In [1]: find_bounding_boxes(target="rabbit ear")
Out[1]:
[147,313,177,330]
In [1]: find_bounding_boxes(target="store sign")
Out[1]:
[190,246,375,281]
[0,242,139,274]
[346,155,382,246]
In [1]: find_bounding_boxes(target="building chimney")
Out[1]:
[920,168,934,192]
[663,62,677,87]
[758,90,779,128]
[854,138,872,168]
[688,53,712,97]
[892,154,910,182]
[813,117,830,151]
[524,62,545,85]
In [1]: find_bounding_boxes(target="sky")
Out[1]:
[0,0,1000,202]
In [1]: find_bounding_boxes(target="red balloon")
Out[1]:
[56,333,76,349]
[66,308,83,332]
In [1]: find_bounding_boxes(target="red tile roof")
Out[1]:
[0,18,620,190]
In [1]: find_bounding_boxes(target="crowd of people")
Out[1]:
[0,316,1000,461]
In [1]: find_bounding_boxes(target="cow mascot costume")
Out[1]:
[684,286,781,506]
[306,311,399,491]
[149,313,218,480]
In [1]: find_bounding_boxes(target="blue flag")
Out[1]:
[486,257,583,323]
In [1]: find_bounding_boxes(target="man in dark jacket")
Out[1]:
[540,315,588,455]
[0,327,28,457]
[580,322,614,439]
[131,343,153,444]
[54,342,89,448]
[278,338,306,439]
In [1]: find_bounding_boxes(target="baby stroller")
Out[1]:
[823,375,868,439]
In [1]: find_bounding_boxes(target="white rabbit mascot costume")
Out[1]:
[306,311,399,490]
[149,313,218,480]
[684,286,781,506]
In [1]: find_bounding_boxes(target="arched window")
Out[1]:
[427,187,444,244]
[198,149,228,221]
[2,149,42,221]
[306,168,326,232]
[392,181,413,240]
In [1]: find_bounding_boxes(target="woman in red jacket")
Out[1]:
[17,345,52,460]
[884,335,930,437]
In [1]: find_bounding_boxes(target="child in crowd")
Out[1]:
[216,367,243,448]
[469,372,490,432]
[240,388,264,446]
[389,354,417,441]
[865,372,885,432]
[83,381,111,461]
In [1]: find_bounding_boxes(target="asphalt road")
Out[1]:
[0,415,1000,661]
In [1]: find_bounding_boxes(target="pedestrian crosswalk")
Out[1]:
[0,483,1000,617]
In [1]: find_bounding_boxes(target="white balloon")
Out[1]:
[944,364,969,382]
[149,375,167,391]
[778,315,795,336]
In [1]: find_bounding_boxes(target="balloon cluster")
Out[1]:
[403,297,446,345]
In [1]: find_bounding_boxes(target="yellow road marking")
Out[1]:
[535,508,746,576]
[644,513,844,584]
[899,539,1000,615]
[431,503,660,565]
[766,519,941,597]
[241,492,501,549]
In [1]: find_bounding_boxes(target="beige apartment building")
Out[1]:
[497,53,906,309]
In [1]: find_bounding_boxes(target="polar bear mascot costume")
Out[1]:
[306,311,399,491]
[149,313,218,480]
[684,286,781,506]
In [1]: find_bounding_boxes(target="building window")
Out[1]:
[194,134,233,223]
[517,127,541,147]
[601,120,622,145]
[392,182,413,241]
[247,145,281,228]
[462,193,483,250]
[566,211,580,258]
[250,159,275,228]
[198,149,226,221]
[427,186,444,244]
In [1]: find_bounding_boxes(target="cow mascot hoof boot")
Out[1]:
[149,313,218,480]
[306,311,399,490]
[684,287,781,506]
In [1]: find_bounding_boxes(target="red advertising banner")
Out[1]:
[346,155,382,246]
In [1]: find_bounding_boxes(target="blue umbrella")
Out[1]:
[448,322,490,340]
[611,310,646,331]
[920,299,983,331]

☆ ☆ ☆ ☆ ☆ ☆ ☆

- Directions for this task
Replace every "mascot costume" in the data above with "mascot suit", and reproduce all of the data with nothing else changed.

- Task response
In [1]: find_bounding_boxes(target="rabbit ear")
Out[1]:
[147,313,177,330]
In [1]: find_bounding_boxes(target="store sign")
Out[1]:
[190,246,375,281]
[0,242,139,274]
[346,155,382,246]
In [1]: find_bounding_boxes(target="building chimney")
Out[1]:
[920,168,934,192]
[663,62,677,87]
[758,90,779,128]
[854,138,872,168]
[688,53,712,97]
[892,154,910,182]
[813,117,830,151]
[524,62,545,85]
In [1]: find_bounding_boxes(target="sky")
Out[1]:
[0,0,1000,202]
In [1]: find_bounding_boxes(target="red balloon")
Out[1]:
[56,333,76,349]
[66,308,83,332]
In [1]: find_bounding_boxes(target="red tile roof")
Out[1]:
[0,18,620,190]
In [1]: find_bounding_boxes(target="crowd of people")
Out[1]:
[0,316,1000,461]
In [1]: find_bounding_boxes(target="cow mascot suit")
Out[1]:
[684,286,781,506]
[306,311,399,491]
[149,313,218,480]
In [1]: find_bounding_boxes(target="blue flag")
Out[1]:
[486,257,583,323]
In [1]: find_bounding_boxes(target="man in dark jacket")
Out[1]:
[540,315,588,455]
[0,327,28,457]
[580,322,614,439]
[131,343,153,444]
[54,342,89,448]
[278,338,306,439]
In [1]: find_bounding_boxes(target="baby stroller")
Out[1]:
[823,375,868,439]
In [1]: find_bounding_boxes(target="white rabbit mascot suit")
Out[1]:
[306,311,399,490]
[149,313,218,480]
[684,286,781,506]
In [1]: find_bounding_boxes(target="arched window")
Out[1]:
[427,187,444,244]
[198,149,228,221]
[2,149,42,221]
[306,168,326,232]
[392,181,413,240]
In [1]: find_bounding_boxes(target="woman in red jacket")
Out[1]:
[17,345,52,460]
[884,335,930,437]
In [1]: find_bounding_boxes(target="child in crowd")
Out[1]:
[216,367,243,448]
[469,372,490,432]
[240,388,264,446]
[389,354,417,441]
[865,372,885,432]
[83,381,111,461]
In [1]: find_bounding_boxes(target="asphalt road")
Out[1]:
[0,415,1000,661]
In [1]: find_bounding_boxes(target="pedestrian crosswalk")
Out[1]:
[0,483,1000,617]
In [1]: find_bounding_boxes(target="white balloon")
Out[1]:
[944,364,969,382]
[149,375,167,391]
[778,315,795,336]
In [1]: find_bounding_boxes(target="balloon cluster")
Out[1]:
[403,297,446,345]
In [1]: find_bounding_boxes(target="yellow road marking")
Out[1]:
[535,508,746,576]
[644,513,844,584]
[899,539,1000,615]
[431,503,660,565]
[766,519,941,597]
[241,492,501,549]
In [1]: find_bounding_boxes(target="beige apartment building")
Out[1]:
[497,53,906,309]
In [1]: find_bounding_boxes(target="polar bear mascot suit")
Out[1]:
[306,311,399,491]
[149,313,218,480]
[684,286,781,506]
In [1]: find_bounding_boxes(target="building window")
Out[1]:
[194,134,233,223]
[517,127,541,147]
[601,120,622,145]
[392,182,413,241]
[247,145,281,228]
[462,193,483,250]
[566,211,580,258]
[250,159,275,228]
[198,149,226,221]
[427,186,444,244]
In [1]: find_bounding_boxes(target="cow mascot hoof boot")
Out[1]:
[149,313,218,480]
[306,311,399,490]
[684,287,781,506]
In [1]: find_bounding_boxes(target="red advertising banner")
Out[1]:
[346,155,382,246]
In [1]: find_bounding_boxes(target="blue umbrella")
Out[1]:
[448,322,490,340]
[611,310,646,331]
[920,299,983,331]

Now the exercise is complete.